### Set of tasks
A - Using the page on credit for prevented disasters, explain why the people who quietly head off disasters rarely get celebrated.
B - From the page on credit for prevented disasters, return the passage between "June 11, 2026" and "is almost invisible.", inclusive.
C - List every thing that, according to the page on credit for prevented disasters, businesses pour huge amounts of money into.

START Text shown

June 11, 2026
No fire, no praise
Nobody ever gets credit for fixing problems that never happened (2002) [pdf]
Companies spent billions to stop disasters, and the internet says nobody claps
TLDR: The paper argues that many business improvement ideas really do work, but they fail to spread because people don’t get credit for disasters they quietly prevent. In the comments, readers turned that into a very modern rant about AI sales hype, forgotten prevention work, and the classic problem that boring success is almost invisible.
An old management paper just resurfaced and, wow, the comments turned it into a full-blown group therapy session for anyone who has ever prevented a catastrophe and then gotten zero applause for it. The article’s core point is brutally relatable: businesses pour huge amounts of money into improvement programs, training, and consultants, yet the people who quietly prevent disasters rarely get celebrated because, well, nothing happened. Success looks boring. Failure gets a meeting, a postmortem, and probably a budget.

END Text shown
START Data extracts

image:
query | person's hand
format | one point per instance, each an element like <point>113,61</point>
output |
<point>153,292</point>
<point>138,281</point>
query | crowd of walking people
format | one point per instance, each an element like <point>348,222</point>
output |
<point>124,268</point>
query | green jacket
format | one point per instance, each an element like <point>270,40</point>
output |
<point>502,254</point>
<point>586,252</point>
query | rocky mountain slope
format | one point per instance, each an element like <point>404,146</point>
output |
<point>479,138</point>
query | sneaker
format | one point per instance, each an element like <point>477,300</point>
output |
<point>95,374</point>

END Data extracts
START Data extracts

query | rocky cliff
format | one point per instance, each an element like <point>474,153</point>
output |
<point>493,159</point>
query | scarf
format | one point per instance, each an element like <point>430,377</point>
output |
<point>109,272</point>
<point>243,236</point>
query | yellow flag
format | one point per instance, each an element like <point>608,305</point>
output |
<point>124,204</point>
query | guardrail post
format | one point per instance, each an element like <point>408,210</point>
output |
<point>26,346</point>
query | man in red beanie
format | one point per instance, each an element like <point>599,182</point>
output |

END Data extracts

### Solutions to the tasks
A - They rarely get celebrated because nothing happened. A disaster that never occurs leaves nothing visible to praise, so the success looks boring.

B -
June 11, 2026
No fire, no praise
Nobody ever gets credit for fixing problems that never happened (2002) [pdf]
Companies spent billions to stop disasters, and the internet says nobody claps
TLDR: The paper argues that many business improvement ideas really do work, but they fail to spread because people don’t get credit for disasters they quietly prevent. In the comments, readers turned that into a very modern rant about AI sales hype, forgotten prevention work, and the classic problem that boring success is almost invisible.

C -
- improvement programs
- training
- consultants